Stated problem:
Lay out every line of the records below as a Markdown table with two columns, Row and Line. Number each row and leave out any blank lines.

##### The data

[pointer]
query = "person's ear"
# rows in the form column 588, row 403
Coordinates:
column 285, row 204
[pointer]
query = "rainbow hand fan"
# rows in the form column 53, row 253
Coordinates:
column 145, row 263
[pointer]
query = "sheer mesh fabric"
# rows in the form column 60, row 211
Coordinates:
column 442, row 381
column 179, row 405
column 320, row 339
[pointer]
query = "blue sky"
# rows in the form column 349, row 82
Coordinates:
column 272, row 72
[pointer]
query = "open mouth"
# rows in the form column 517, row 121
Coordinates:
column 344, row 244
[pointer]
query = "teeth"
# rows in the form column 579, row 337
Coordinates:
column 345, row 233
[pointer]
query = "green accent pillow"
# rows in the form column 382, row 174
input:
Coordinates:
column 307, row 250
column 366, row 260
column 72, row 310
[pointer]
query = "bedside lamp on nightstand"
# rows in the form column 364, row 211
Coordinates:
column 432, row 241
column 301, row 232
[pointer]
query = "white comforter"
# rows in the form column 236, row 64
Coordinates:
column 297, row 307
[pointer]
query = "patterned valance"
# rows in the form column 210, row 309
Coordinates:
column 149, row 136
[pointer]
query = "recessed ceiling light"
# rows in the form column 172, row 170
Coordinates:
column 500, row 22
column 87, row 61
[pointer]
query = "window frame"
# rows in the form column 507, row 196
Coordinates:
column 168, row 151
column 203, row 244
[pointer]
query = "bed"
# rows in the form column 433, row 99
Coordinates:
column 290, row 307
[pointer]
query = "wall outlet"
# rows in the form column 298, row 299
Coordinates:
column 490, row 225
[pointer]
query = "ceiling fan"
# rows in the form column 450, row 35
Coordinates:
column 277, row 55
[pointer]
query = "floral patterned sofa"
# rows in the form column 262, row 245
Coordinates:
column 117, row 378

##########

Response to the task:
| Row | Line |
|---|---|
| 1 | [pointer] |
| 2 | query = "person's ear" |
| 3 | # rows in the form column 588, row 403 |
| 4 | Coordinates: |
| 5 | column 285, row 204 |
| 6 | [pointer] |
| 7 | query = "rainbow hand fan" |
| 8 | # rows in the form column 53, row 253 |
| 9 | Coordinates: |
| 10 | column 145, row 263 |
| 11 | [pointer] |
| 12 | query = "sheer mesh fabric" |
| 13 | # rows in the form column 60, row 211 |
| 14 | Coordinates: |
| 15 | column 442, row 381 |
| 16 | column 179, row 405 |
| 17 | column 320, row 339 |
| 18 | [pointer] |
| 19 | query = "blue sky" |
| 20 | # rows in the form column 349, row 82 |
| 21 | Coordinates: |
| 22 | column 272, row 72 |
| 23 | [pointer] |
| 24 | query = "open mouth" |
| 25 | # rows in the form column 517, row 121 |
| 26 | Coordinates: |
| 27 | column 344, row 244 |
| 28 | [pointer] |
| 29 | query = "teeth" |
| 30 | # rows in the form column 579, row 337 |
| 31 | Coordinates: |
| 32 | column 345, row 233 |
| 33 | [pointer] |
| 34 | query = "green accent pillow" |
| 35 | # rows in the form column 382, row 174 |
| 36 | input: |
| 37 | Coordinates: |
| 38 | column 307, row 250 |
| 39 | column 366, row 260 |
| 40 | column 72, row 310 |
| 41 | [pointer] |
| 42 | query = "bedside lamp on nightstand" |
| 43 | # rows in the form column 364, row 211 |
| 44 | Coordinates: |
| 45 | column 432, row 241 |
| 46 | column 301, row 232 |
| 47 | [pointer] |
| 48 | query = "white comforter" |
| 49 | # rows in the form column 236, row 64 |
| 50 | Coordinates: |
| 51 | column 297, row 307 |
| 52 | [pointer] |
| 53 | query = "patterned valance" |
| 54 | # rows in the form column 210, row 309 |
| 55 | Coordinates: |
| 56 | column 149, row 136 |
| 57 | [pointer] |
| 58 | query = "recessed ceiling light" |
| 59 | # rows in the form column 172, row 170 |
| 60 | Coordinates: |
| 61 | column 500, row 22 |
| 62 | column 87, row 61 |
| 63 | [pointer] |
| 64 | query = "window frame" |
| 65 | # rows in the form column 507, row 196 |
| 66 | Coordinates: |
| 67 | column 168, row 151 |
| 68 | column 203, row 244 |
| 69 | [pointer] |
| 70 | query = "bed" |
| 71 | # rows in the form column 433, row 99 |
| 72 | Coordinates: |
| 73 | column 290, row 307 |
| 74 | [pointer] |
| 75 | query = "wall outlet" |
| 76 | # rows in the form column 298, row 299 |
| 77 | Coordinates: |
| 78 | column 490, row 225 |
| 79 | [pointer] |
| 80 | query = "ceiling fan" |
| 81 | # rows in the form column 450, row 35 |
| 82 | Coordinates: |
| 83 | column 277, row 55 |
| 84 | [pointer] |
| 85 | query = "floral patterned sofa" |
| 86 | # rows in the form column 262, row 245 |
| 87 | Coordinates: |
| 88 | column 117, row 378 |